The forcible removal of children is not uncommon in settler-colonial states like Australia: take Canada, for example. 215 bodies of Indigenous children were recently found buried at a former institution in British Columbia. Survivors described how they were beaten and verbally abused, and others across the country are expressing their harrowing experiences in other schools. It is predicted that up to 6000 Indigenous children have died in these institutions across Canada. The Canadian government has since admitted to “race-based genocide” against its indigenous people (see Grave containing 215 Indigenous children evidence of Canadian genocide).
Australia’s government refuses to take responsibility for the ongoing discrimination towards Indigenous children and families. Although Kevin Rudd delivered an apology at federal parliament in February 2008, the interventionist policies continued to remove Aboriginal children from their homes at an increasing rate. For this reason, the apology has often been criticised as disingenuous.

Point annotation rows

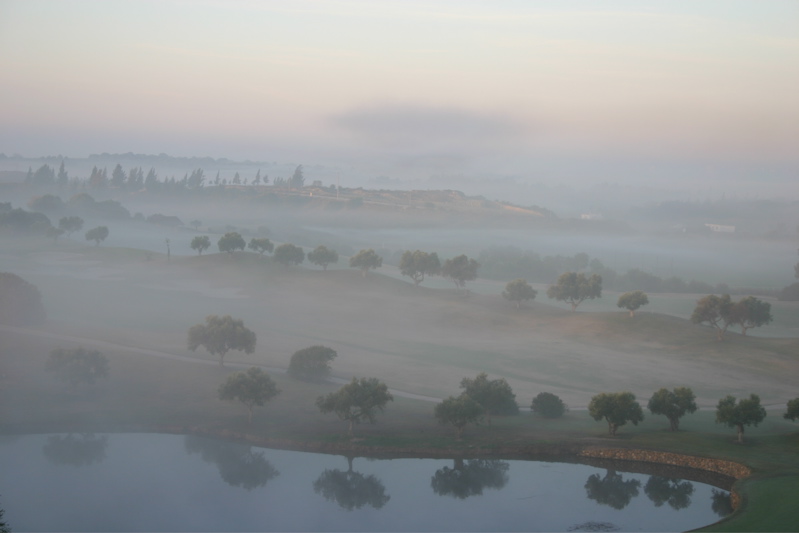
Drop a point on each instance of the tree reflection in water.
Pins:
(470, 478)
(675, 492)
(75, 450)
(350, 489)
(238, 465)
(721, 503)
(611, 490)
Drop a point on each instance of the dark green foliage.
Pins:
(230, 242)
(261, 245)
(792, 409)
(288, 254)
(200, 243)
(617, 408)
(311, 363)
(20, 301)
(470, 478)
(632, 301)
(252, 388)
(77, 366)
(458, 412)
(746, 412)
(356, 402)
(98, 234)
(323, 256)
(460, 270)
(416, 265)
(494, 395)
(673, 404)
(519, 291)
(219, 335)
(574, 288)
(548, 405)
(366, 260)
(715, 311)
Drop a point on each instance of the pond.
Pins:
(153, 482)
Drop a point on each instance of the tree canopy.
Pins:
(632, 301)
(20, 301)
(519, 291)
(230, 242)
(289, 254)
(494, 395)
(715, 311)
(323, 256)
(98, 234)
(458, 411)
(77, 365)
(617, 408)
(574, 288)
(416, 265)
(200, 243)
(261, 245)
(252, 388)
(673, 404)
(548, 405)
(311, 363)
(356, 402)
(737, 414)
(460, 269)
(219, 335)
(366, 260)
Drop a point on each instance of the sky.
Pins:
(568, 88)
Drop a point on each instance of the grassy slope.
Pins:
(147, 392)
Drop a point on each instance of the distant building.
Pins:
(720, 228)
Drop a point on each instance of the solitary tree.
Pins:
(416, 265)
(77, 365)
(200, 243)
(323, 256)
(252, 388)
(366, 260)
(97, 234)
(750, 312)
(548, 405)
(792, 411)
(288, 254)
(460, 270)
(746, 412)
(574, 288)
(311, 363)
(458, 412)
(632, 301)
(261, 245)
(219, 335)
(519, 291)
(357, 401)
(230, 242)
(20, 301)
(673, 404)
(617, 408)
(715, 311)
(70, 225)
(494, 395)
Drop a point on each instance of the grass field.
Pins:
(419, 340)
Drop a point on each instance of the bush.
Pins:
(548, 405)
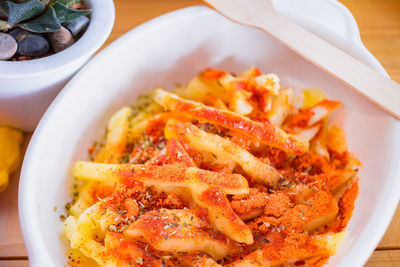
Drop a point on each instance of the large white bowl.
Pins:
(28, 87)
(173, 48)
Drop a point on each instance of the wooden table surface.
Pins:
(379, 23)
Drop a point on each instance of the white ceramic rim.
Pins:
(34, 243)
(101, 23)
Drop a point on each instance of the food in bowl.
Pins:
(232, 170)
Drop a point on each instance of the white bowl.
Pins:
(173, 48)
(28, 87)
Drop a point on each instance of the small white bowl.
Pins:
(28, 87)
(173, 48)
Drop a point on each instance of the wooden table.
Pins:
(379, 23)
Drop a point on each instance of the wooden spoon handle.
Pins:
(260, 14)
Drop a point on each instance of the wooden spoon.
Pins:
(261, 14)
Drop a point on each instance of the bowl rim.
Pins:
(101, 23)
(35, 244)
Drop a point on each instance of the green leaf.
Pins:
(68, 3)
(65, 13)
(48, 22)
(20, 12)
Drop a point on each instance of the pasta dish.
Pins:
(229, 170)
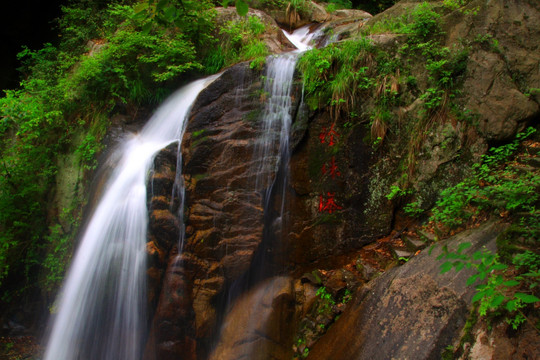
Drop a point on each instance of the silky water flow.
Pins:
(101, 310)
(271, 156)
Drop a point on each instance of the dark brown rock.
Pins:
(412, 311)
(259, 324)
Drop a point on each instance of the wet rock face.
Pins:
(163, 225)
(264, 316)
(224, 214)
(410, 312)
(502, 71)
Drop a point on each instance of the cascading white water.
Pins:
(101, 313)
(277, 117)
(272, 154)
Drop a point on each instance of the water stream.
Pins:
(102, 309)
(101, 313)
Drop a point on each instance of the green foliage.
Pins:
(109, 53)
(239, 41)
(496, 187)
(326, 301)
(396, 191)
(493, 187)
(497, 294)
(338, 74)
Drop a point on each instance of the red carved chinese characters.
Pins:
(329, 204)
(331, 168)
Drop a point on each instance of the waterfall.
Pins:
(102, 309)
(272, 156)
(277, 116)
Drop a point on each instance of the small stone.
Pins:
(413, 244)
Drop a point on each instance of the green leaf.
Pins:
(472, 279)
(447, 266)
(241, 7)
(161, 4)
(147, 27)
(511, 305)
(499, 267)
(169, 13)
(510, 283)
(140, 7)
(496, 301)
(463, 246)
(478, 296)
(526, 298)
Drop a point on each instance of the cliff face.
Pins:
(332, 210)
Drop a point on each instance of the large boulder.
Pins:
(502, 72)
(410, 312)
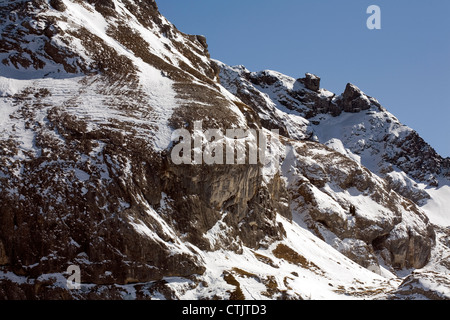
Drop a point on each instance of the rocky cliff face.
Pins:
(91, 92)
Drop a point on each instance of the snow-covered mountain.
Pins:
(91, 92)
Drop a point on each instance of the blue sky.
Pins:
(405, 65)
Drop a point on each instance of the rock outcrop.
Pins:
(89, 111)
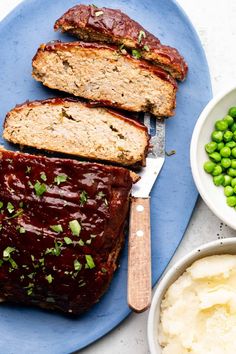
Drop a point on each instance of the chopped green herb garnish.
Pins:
(141, 35)
(83, 197)
(60, 178)
(75, 227)
(49, 278)
(13, 263)
(146, 47)
(40, 188)
(77, 265)
(8, 251)
(10, 207)
(136, 54)
(98, 13)
(43, 176)
(22, 230)
(68, 240)
(101, 195)
(89, 260)
(28, 169)
(56, 228)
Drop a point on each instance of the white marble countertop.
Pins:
(216, 26)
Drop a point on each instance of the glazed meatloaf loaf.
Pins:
(101, 73)
(62, 225)
(73, 127)
(90, 23)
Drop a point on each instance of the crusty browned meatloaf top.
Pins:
(61, 229)
(91, 23)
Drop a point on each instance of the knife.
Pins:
(139, 249)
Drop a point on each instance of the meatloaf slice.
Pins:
(90, 23)
(101, 73)
(73, 127)
(62, 225)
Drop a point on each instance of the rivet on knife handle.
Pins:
(139, 258)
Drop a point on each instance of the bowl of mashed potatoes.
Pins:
(194, 306)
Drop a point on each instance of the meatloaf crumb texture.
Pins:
(72, 127)
(101, 73)
(90, 23)
(61, 231)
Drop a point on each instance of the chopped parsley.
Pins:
(81, 242)
(83, 197)
(40, 188)
(7, 252)
(49, 278)
(136, 54)
(141, 35)
(77, 265)
(56, 228)
(43, 176)
(10, 207)
(75, 227)
(60, 179)
(68, 240)
(28, 169)
(89, 260)
(98, 13)
(146, 47)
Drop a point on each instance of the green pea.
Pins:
(220, 146)
(217, 170)
(225, 162)
(221, 125)
(211, 147)
(225, 151)
(231, 172)
(231, 201)
(229, 120)
(233, 127)
(227, 180)
(231, 144)
(233, 163)
(233, 152)
(215, 156)
(209, 166)
(218, 180)
(217, 136)
(232, 112)
(228, 191)
(233, 182)
(228, 136)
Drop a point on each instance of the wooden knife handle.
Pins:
(139, 257)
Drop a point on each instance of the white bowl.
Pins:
(225, 246)
(213, 196)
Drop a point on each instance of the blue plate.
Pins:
(26, 330)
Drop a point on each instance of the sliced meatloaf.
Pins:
(73, 127)
(90, 23)
(62, 225)
(100, 73)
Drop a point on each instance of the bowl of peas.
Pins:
(213, 156)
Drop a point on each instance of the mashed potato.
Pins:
(198, 312)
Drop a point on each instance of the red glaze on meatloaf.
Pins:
(61, 231)
(90, 23)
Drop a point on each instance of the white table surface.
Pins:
(216, 26)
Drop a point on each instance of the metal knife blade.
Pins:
(139, 258)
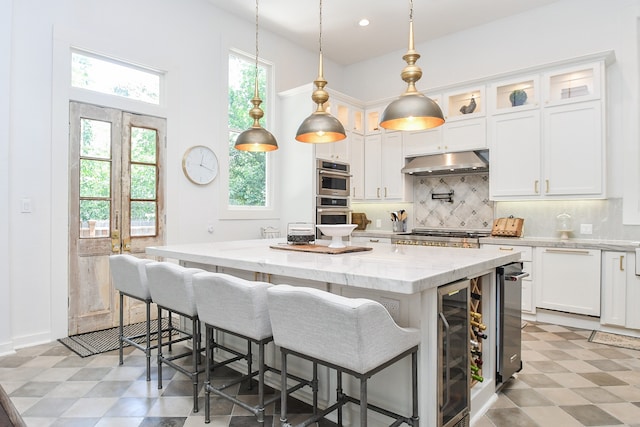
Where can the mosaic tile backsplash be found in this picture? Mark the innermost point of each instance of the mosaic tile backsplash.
(470, 207)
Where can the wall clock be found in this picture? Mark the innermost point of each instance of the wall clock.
(200, 164)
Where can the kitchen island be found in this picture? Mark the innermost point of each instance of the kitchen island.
(403, 278)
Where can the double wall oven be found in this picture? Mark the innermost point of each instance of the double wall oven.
(333, 204)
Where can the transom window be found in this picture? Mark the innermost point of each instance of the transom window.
(105, 75)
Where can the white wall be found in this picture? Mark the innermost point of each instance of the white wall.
(564, 29)
(187, 39)
(5, 89)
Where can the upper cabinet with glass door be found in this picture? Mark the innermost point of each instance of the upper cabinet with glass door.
(573, 84)
(521, 93)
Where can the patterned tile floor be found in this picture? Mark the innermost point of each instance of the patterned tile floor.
(566, 381)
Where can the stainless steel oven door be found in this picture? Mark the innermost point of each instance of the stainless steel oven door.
(332, 183)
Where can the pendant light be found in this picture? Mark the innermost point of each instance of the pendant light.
(413, 110)
(256, 138)
(320, 126)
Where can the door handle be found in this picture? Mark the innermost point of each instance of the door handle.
(115, 241)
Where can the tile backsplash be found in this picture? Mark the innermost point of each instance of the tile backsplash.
(469, 208)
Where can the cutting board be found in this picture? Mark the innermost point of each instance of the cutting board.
(321, 249)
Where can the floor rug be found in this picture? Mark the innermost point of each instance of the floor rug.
(97, 342)
(615, 340)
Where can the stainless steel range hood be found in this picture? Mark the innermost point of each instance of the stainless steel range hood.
(466, 162)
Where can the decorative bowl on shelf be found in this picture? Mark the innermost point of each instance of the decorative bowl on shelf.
(336, 232)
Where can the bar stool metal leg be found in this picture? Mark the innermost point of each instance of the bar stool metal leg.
(283, 389)
(159, 358)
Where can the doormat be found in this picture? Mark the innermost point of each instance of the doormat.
(615, 340)
(91, 343)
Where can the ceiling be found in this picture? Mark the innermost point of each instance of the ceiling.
(344, 42)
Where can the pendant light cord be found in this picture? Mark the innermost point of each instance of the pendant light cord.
(256, 69)
(320, 37)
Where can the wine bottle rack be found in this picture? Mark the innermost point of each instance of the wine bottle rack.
(475, 324)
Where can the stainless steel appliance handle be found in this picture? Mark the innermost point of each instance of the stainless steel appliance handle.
(516, 277)
(446, 358)
(333, 172)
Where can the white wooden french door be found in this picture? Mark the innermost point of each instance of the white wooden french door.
(116, 189)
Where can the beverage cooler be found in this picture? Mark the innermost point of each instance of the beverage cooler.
(453, 354)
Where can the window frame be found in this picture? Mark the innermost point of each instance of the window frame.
(270, 211)
(162, 77)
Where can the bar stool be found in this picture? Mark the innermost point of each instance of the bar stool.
(237, 307)
(171, 288)
(352, 335)
(129, 277)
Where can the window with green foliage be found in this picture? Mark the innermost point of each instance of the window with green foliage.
(248, 171)
(105, 75)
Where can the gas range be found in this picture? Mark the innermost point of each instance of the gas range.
(452, 238)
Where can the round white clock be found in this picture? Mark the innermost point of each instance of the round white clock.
(200, 164)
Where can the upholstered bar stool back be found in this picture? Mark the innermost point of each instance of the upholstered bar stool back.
(235, 306)
(352, 335)
(171, 288)
(129, 277)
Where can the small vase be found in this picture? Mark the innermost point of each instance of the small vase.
(518, 97)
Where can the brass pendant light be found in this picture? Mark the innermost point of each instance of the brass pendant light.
(413, 110)
(320, 126)
(256, 138)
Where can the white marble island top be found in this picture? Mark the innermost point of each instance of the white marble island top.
(387, 267)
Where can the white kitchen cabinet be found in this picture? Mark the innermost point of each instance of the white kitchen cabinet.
(515, 154)
(620, 290)
(574, 150)
(338, 151)
(614, 288)
(383, 161)
(372, 120)
(356, 144)
(568, 280)
(528, 302)
(352, 118)
(556, 150)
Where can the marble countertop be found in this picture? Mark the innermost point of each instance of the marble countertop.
(387, 267)
(602, 244)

**Exercise 1**
In the passage above on the removal of Indigenous children, how many children are predicted to have died in these institutions across Canada?
**Exercise 2**
Write the next part of the passage on the removal of Indigenous children, picking up after its final sentence.

**Expected output 1**
Up to 6000 Indigenous children.

**Expected output 2**
The Secretariat of National Aboriginal and Islander Child Care (SNAICC), offers a consultation guide to address the over-representation of Aboriginal and Torres Strait Islander children in out-of-home care. Rather than deceptive and discriminatory policies, which can lead to worse economic and health outcomes in the long-term future of the children involved, their strategic plan aims to support Aboriginal and Torres Strait Islander families across the country and reduce out-of-home care where possible. One of its biggest priorities is to address and change parts of the National Framework which were decided in the absence of First Nations people — particularly around the purpose of protection systems.
Indigenous communities deserve to be consulted on these matters and recognised for their unique circumstances. Until then, the Stolen Generations cannot only be described as a moment in time but as a continual process of discrimination and colonisation.